# 与えられた本文
···

普通、なにかをやるときは「上手になってから」人前に出る。だが、我々は「へたくそなら、へたくそなままの自分を見てもらう。そして、そんな我々がどのように進化をするのか、リアルタイムのドキュメンタリーみたいな感じで楽しんでもらおう」と思い、未熟な段階からライブを重ねた(動画の公開も続けた)。上手な人間だけが音楽をやれるわけじゃない。へたくそだって、なにかをやりたいと思う気持ちがあるなら、やっていいはずだ。否、やるべきである。そう思い、率先してダサい姿をさらした。罵詈雑言のシャワーも結構浴びたが、1000人に1人くらいは「感じるものがありました」と感想をくれた。精神病棟で長期入院中の女性から、我々の音楽を聞いて「三年ぶりに笑いました」と連絡をもらったときはうれしかった。

 

 

音楽を楽しめない時期もあった。その理由は「うまくならなければならない」と思っていたからだ。技術がなければ恥ずかしい、技術がなければ人前で演奏をする資格がない、という風に思っていたからだ。しかし、違う。我々の土俵は、技術ではなく『純度』だ。技術があるから感動するわけではなく、技術がないから感動しないわけでもない。私は、私の純度を、言葉や音楽に注ぎこみたい。無論、濁ることもある。大概は濁っている。それでも稀に「ああ、これは本当にその通りだ」と思える言葉や音に出会う。そういうときに、音楽の神様を感じる。この曲(言葉)は、自分が作ったものではない。自分を『通じて』生まれたものだ。自分はただのパイプであり、自分を通じてなにかが生まれたとき、いい作品ができたと感じる。

···

[抽出された記録]
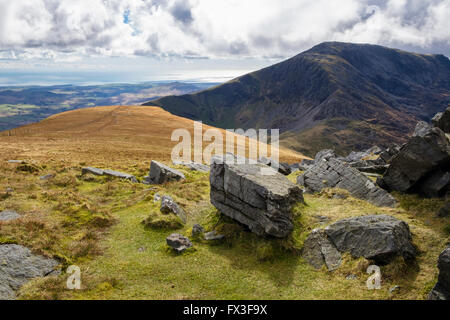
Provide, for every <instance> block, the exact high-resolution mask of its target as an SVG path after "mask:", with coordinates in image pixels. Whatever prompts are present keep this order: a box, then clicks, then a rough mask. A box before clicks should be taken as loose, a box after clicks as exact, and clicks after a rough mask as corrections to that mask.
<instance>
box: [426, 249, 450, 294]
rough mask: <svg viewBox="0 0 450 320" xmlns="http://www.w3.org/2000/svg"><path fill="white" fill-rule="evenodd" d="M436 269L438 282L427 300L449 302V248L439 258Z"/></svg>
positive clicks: (449, 293)
mask: <svg viewBox="0 0 450 320" xmlns="http://www.w3.org/2000/svg"><path fill="white" fill-rule="evenodd" d="M438 268H439V277H438V282H437V284H436V286H435V287H434V288H433V290H431V292H430V294H429V296H428V299H430V300H450V247H447V248H446V249H445V250H444V251H443V252H442V253H441V255H440V256H439V260H438Z"/></svg>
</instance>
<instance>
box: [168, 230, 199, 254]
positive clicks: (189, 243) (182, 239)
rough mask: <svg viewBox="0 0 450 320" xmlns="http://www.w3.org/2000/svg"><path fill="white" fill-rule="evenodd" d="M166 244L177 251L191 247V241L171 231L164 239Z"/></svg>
mask: <svg viewBox="0 0 450 320" xmlns="http://www.w3.org/2000/svg"><path fill="white" fill-rule="evenodd" d="M166 242H167V245H168V246H169V247H171V248H172V249H173V250H175V251H176V252H178V253H181V252H183V251H185V250H187V249H189V248H192V247H193V244H192V242H191V241H190V240H189V239H188V238H186V237H184V236H182V235H181V234H179V233H172V234H171V235H170V236H168V237H167V239H166Z"/></svg>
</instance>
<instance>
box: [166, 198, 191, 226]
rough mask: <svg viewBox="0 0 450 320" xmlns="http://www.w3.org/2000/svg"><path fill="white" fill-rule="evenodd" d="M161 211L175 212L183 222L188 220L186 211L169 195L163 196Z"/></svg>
mask: <svg viewBox="0 0 450 320" xmlns="http://www.w3.org/2000/svg"><path fill="white" fill-rule="evenodd" d="M160 211H161V212H162V213H164V214H170V213H173V214H175V215H177V216H178V217H179V218H180V219H181V221H183V223H186V221H187V216H186V212H185V211H184V210H183V208H181V207H180V206H179V205H178V203H176V202H175V201H173V199H172V198H171V197H169V196H163V197H162V198H161V208H160Z"/></svg>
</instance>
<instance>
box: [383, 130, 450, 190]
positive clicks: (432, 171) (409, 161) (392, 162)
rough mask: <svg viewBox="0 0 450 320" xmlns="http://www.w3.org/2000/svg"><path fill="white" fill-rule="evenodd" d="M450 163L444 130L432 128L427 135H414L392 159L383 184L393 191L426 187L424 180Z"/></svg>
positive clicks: (412, 189) (447, 141)
mask: <svg viewBox="0 0 450 320" xmlns="http://www.w3.org/2000/svg"><path fill="white" fill-rule="evenodd" d="M449 164H450V145H449V142H448V139H447V137H446V136H445V134H444V132H443V131H442V130H441V129H439V128H431V129H429V130H428V132H427V133H426V134H425V135H423V136H415V137H413V138H411V139H410V140H409V141H408V142H407V143H406V144H405V145H404V146H403V147H402V148H401V150H400V152H399V153H398V154H397V155H396V156H395V157H394V158H393V159H392V160H391V163H390V167H389V168H388V169H387V171H386V173H385V175H384V177H383V179H381V181H380V185H381V186H382V187H383V188H385V189H387V190H392V191H400V192H412V191H416V190H417V189H419V188H420V187H423V183H421V181H423V180H425V179H426V178H427V177H428V176H429V175H430V174H433V173H434V172H436V171H438V170H442V171H444V172H446V171H447V168H448V166H449Z"/></svg>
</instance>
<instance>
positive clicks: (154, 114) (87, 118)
mask: <svg viewBox="0 0 450 320" xmlns="http://www.w3.org/2000/svg"><path fill="white" fill-rule="evenodd" d="M180 128H182V129H187V130H188V131H189V132H190V133H191V136H192V137H193V129H194V122H193V121H192V120H189V119H185V118H181V117H178V116H174V115H172V114H170V113H169V112H167V111H164V110H163V109H161V108H159V107H141V106H126V107H125V106H110V107H96V108H88V109H79V110H75V111H69V112H64V113H61V114H57V115H54V116H52V117H49V118H48V119H46V120H44V121H41V122H39V123H36V124H32V125H28V126H24V127H21V128H17V129H15V130H10V131H5V132H2V133H0V149H1V150H2V152H1V155H0V158H1V159H0V160H6V159H33V160H47V159H58V160H64V161H67V163H77V164H78V163H80V162H84V163H88V164H89V165H99V166H101V165H106V164H110V163H111V162H112V161H113V162H115V163H118V162H121V163H123V164H124V165H129V164H130V163H134V162H143V161H150V160H161V161H166V162H170V156H171V151H172V148H173V147H174V146H175V145H176V144H177V143H178V142H172V141H171V135H172V132H173V131H174V130H175V129H180ZM211 128H213V127H210V126H207V125H203V131H206V130H208V129H211ZM218 130H220V132H222V133H223V136H224V137H225V130H223V129H218ZM236 140H238V139H236ZM247 141H248V139H247ZM252 143H255V142H252ZM207 145H209V143H205V142H204V143H203V147H206V146H207ZM240 145H242V144H240ZM248 145H249V143H246V146H245V147H246V150H247V151H248ZM303 158H304V156H302V155H301V154H299V153H296V152H294V151H291V150H288V149H284V148H281V149H280V159H281V161H285V162H290V163H294V162H299V161H301V159H303Z"/></svg>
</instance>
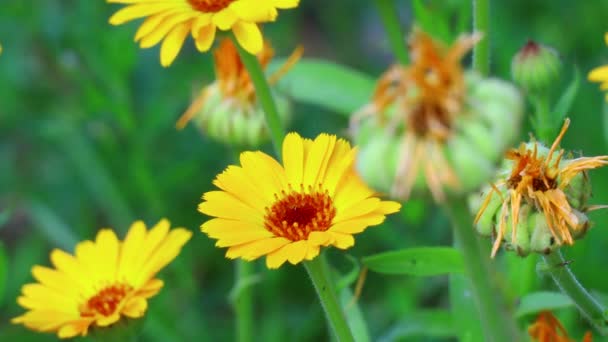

···

# 課題一覧
- A) 本文の「音楽を楽しめない時期もあった」から「生まれたとき、いい作品ができたと感じる。」までを、一字も変えずに書き写してください。
- B) 本文を2文で要約してください。
本文だけを根拠にしてください。

# 課題の解答
- A)
音楽を楽しめない時期もあった。その理由は「うまくならなければならない」と思っていたからだ。技術がなければ恥ずかしい、技術がなければ人前で演奏をする資格がない、という風に思っていたからだ。しかし、違う。我々の土俵は、技術ではなく『純度』だ。技術があるから感動するわけではなく、技術がないから感動しないわけでもない。私は、私の純度を、言葉や音楽に注ぎこみたい。無論、濁ることもある。大概は濁っている。それでも稀に「ああ、これは本当にその通りだ」と思える言葉や音に出会う。そういうときに、音楽の神様を感じる。この曲(言葉)は、自分が作ったものではない。自分を『通じて』生まれたものだ。自分はただのパイプであり、自分を通じてなにかが生まれたとき、いい作品ができたと感じる。

- B) 我々は、へたくそなままの自分を見てもらおうと未熟な段階からライブを重ね、罵詈雑言も浴びたが、精神病棟に長期入院中の女性から「三年ぶりに笑いました」と連絡をもらったときはうれしかった。かつては技術がなければ人前で演奏する資格がないと思っていたが、筆者は自分たちの土俵は技術ではなく『純度』だと考え、自分を通じてなにかが生まれたときにいい作品ができたと感じている。